## Given exercise
Write the line that includes "Front: indicate one pin on every instance of the green lawn" and all subsequent lines, exactly as written, and nothing more.

[Excerpts of pointing data]
........
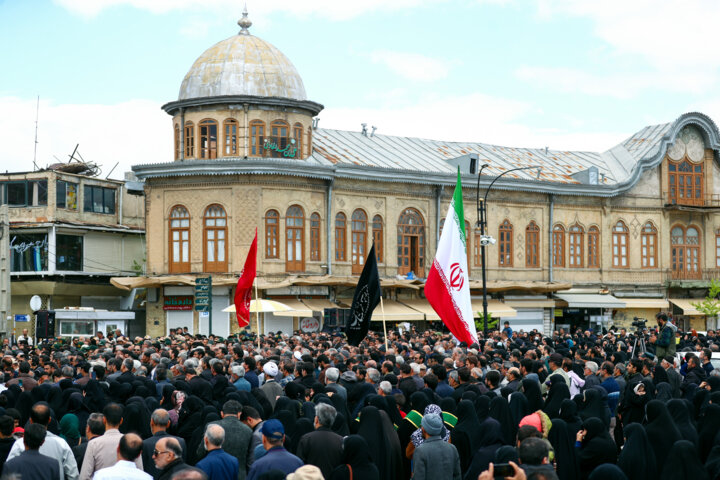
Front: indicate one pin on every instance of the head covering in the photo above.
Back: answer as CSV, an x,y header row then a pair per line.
x,y
684,463
637,446
273,429
432,424
661,431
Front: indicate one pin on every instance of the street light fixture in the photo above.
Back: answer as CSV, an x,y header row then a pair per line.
x,y
486,240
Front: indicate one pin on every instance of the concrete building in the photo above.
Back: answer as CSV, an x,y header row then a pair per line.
x,y
68,235
588,238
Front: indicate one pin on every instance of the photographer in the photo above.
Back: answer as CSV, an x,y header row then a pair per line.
x,y
666,339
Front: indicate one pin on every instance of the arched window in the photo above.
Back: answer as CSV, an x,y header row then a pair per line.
x,y
477,249
208,138
215,235
358,240
315,237
176,142
378,237
686,182
558,246
179,236
505,245
189,140
532,245
411,243
279,137
230,128
257,138
294,234
593,247
340,237
575,247
272,225
297,136
685,252
620,245
648,246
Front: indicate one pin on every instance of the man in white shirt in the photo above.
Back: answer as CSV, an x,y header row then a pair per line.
x,y
129,449
53,447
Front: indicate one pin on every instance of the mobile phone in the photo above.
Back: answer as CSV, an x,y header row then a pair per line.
x,y
503,470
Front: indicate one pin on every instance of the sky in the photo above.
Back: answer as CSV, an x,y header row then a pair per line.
x,y
563,74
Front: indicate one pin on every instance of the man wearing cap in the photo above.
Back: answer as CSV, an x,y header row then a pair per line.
x,y
271,388
276,458
435,458
555,363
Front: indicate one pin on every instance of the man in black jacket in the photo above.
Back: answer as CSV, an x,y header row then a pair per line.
x,y
323,447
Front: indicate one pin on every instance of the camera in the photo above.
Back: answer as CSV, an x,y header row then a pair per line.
x,y
639,322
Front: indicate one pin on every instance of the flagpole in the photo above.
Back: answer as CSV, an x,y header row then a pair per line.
x,y
382,310
257,310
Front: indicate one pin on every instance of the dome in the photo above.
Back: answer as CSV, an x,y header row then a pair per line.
x,y
242,65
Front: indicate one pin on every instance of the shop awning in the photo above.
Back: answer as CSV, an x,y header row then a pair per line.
x,y
650,303
396,312
531,303
422,306
319,304
495,308
590,300
298,308
686,306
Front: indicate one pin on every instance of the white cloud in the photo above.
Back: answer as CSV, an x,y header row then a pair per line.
x,y
331,9
131,132
412,66
623,85
476,117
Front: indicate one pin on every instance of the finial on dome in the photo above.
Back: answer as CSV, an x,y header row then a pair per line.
x,y
244,23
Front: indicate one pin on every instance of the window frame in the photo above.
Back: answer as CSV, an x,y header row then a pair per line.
x,y
649,246
532,245
189,139
315,237
620,239
272,234
576,242
218,231
558,256
340,237
505,244
230,138
184,244
294,238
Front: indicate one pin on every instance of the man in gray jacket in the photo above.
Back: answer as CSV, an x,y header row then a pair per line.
x,y
435,458
238,436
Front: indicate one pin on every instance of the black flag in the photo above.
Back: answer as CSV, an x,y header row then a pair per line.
x,y
367,296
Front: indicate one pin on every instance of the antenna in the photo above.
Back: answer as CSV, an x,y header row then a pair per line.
x,y
37,114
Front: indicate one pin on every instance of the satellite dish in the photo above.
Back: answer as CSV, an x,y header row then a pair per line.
x,y
35,303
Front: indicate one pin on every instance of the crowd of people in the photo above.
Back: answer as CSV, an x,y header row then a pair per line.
x,y
571,405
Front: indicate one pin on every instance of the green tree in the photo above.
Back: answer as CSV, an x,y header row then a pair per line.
x,y
711,305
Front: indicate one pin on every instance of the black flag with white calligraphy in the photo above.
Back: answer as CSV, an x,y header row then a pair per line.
x,y
367,296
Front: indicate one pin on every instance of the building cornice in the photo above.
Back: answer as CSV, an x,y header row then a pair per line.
x,y
313,108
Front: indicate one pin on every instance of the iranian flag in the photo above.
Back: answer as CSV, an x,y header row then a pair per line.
x,y
447,287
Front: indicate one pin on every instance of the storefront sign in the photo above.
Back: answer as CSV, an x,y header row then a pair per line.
x,y
178,302
309,325
289,151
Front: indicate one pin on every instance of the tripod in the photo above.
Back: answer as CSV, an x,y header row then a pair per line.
x,y
639,344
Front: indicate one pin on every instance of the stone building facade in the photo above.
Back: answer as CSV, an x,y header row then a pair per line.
x,y
623,232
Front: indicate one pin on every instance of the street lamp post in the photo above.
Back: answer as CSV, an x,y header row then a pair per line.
x,y
486,240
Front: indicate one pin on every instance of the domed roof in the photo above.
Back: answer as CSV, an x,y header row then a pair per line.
x,y
242,65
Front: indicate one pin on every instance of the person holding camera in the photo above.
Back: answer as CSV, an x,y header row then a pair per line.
x,y
666,339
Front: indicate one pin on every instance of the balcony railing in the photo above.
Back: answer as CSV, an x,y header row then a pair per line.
x,y
703,275
708,200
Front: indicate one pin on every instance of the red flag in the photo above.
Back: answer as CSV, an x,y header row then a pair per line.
x,y
243,291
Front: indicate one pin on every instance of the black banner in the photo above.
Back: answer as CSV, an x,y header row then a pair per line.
x,y
366,298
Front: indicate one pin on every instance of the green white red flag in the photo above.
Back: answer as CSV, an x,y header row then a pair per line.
x,y
448,286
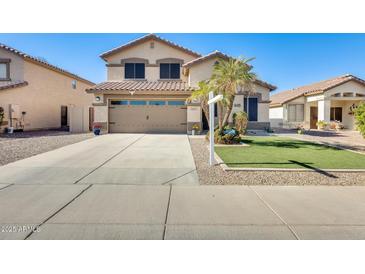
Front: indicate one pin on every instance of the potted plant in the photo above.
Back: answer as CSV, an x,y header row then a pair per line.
x,y
97,128
194,129
300,129
339,126
322,124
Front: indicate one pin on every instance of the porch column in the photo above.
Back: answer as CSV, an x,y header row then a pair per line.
x,y
324,109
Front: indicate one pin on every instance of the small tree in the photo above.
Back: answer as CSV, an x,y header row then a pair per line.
x,y
360,118
228,77
202,94
2,115
240,120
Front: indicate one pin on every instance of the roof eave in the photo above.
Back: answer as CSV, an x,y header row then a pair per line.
x,y
146,38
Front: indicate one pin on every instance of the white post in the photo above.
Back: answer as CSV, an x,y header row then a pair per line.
x,y
324,107
211,102
211,130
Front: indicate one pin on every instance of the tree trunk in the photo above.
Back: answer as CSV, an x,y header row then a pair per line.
x,y
220,115
228,112
205,108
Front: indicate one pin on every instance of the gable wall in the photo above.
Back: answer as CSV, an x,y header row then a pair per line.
x,y
16,64
44,95
152,72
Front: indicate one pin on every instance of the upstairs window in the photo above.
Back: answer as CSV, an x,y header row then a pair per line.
x,y
4,69
169,71
134,71
74,84
296,113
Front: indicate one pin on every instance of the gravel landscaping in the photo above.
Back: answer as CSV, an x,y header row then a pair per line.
x,y
217,176
22,145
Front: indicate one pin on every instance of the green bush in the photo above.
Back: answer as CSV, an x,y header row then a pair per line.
x,y
360,118
240,120
2,115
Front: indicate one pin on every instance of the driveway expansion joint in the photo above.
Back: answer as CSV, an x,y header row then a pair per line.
x,y
167,214
6,186
277,214
59,210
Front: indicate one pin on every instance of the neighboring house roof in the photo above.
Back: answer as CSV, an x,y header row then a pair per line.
x,y
218,54
177,86
12,84
44,63
147,38
312,89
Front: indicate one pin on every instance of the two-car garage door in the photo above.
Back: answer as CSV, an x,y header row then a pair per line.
x,y
147,116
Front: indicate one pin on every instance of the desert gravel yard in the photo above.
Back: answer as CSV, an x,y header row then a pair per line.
x,y
22,145
217,176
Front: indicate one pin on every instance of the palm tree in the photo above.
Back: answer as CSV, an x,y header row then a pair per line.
x,y
228,77
202,94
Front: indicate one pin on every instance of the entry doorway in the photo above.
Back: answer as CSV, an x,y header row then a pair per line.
x,y
91,118
205,121
313,117
64,117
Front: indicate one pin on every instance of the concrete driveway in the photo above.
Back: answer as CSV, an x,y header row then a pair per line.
x,y
181,212
110,159
134,186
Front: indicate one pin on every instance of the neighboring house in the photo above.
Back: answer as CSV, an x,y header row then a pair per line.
x,y
148,82
37,95
329,100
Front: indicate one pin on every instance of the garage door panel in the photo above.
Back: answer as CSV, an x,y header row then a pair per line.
x,y
149,119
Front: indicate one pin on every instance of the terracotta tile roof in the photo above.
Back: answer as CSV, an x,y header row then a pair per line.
x,y
12,84
315,88
218,54
164,86
147,38
44,63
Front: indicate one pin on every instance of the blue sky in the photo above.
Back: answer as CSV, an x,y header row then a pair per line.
x,y
285,60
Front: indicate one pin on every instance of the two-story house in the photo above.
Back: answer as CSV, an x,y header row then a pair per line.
x,y
37,95
149,80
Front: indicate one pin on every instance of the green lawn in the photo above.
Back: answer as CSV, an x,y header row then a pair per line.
x,y
280,152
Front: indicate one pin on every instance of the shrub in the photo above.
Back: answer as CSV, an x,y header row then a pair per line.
x,y
240,121
2,115
322,124
228,135
360,118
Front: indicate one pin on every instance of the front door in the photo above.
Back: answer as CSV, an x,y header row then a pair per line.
x,y
314,117
64,116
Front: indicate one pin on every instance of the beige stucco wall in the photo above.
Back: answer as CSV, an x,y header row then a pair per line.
x,y
144,51
200,72
276,116
16,65
44,95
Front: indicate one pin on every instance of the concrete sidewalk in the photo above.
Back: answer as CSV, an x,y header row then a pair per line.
x,y
183,212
........
## In response
Front: indicate one pin on every instance of the green lawn in the photo above.
Back: answer as CSV, an x,y header row then a pair per line.
x,y
280,152
Front: indicate one pin on every instance of the shrub in the photo above.
Back: answer as CSV, an x,y header row then a pair per line.
x,y
240,121
2,115
322,124
228,135
360,118
Front: indicate one pin on every instance of the front door in the photo above.
Back: answer as CSV, an x,y header row then a pair per line.
x,y
314,117
64,116
Front: indicate one pin on every instance of the beige stucco wall in the photo above.
Back: answer as CSV, an x,y header row then a pair per line.
x,y
144,51
200,72
276,116
16,65
44,95
Front: indicate one pin on every instance of the concrete sidewalk in the photo above.
Back: answer as CSV, an x,y header row then a pair per line.
x,y
183,212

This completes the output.